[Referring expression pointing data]
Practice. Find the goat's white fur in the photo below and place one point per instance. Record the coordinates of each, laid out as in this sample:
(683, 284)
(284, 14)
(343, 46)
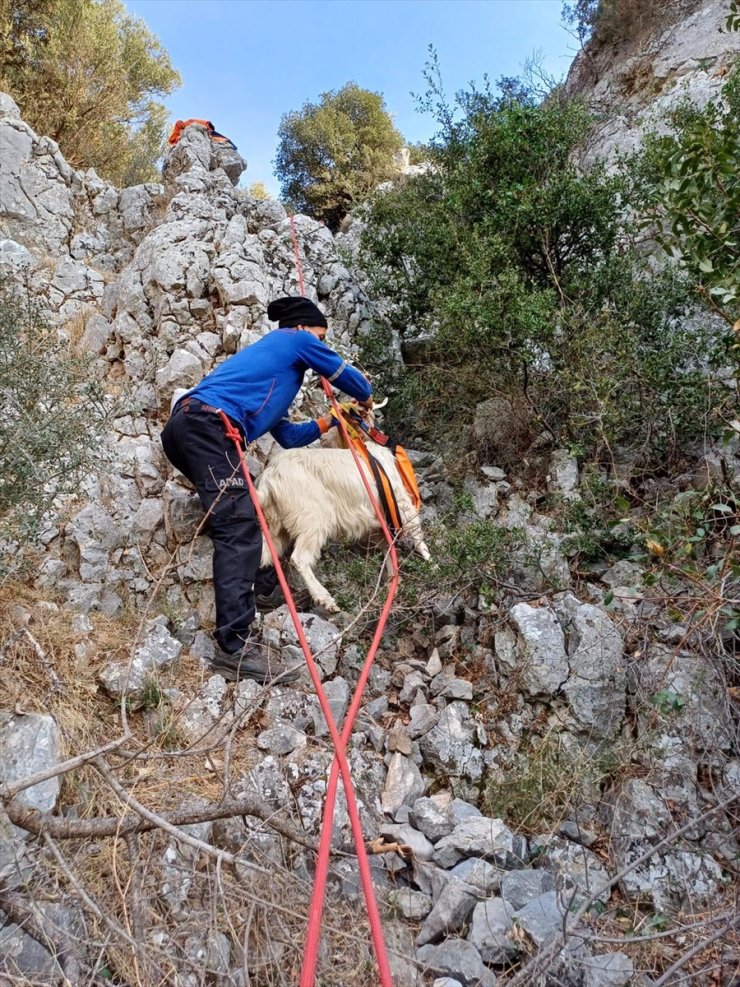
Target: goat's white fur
(314, 495)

— Problem to work on —
Please write every line above out exactly as given, except for any pictures.

— Expected answer —
Practice. Find the goat's white fur in the photo below and place one point per instance. Record the coordinates of each, laid out as in this sample:
(683, 284)
(284, 14)
(343, 46)
Target: goat's white fur
(314, 495)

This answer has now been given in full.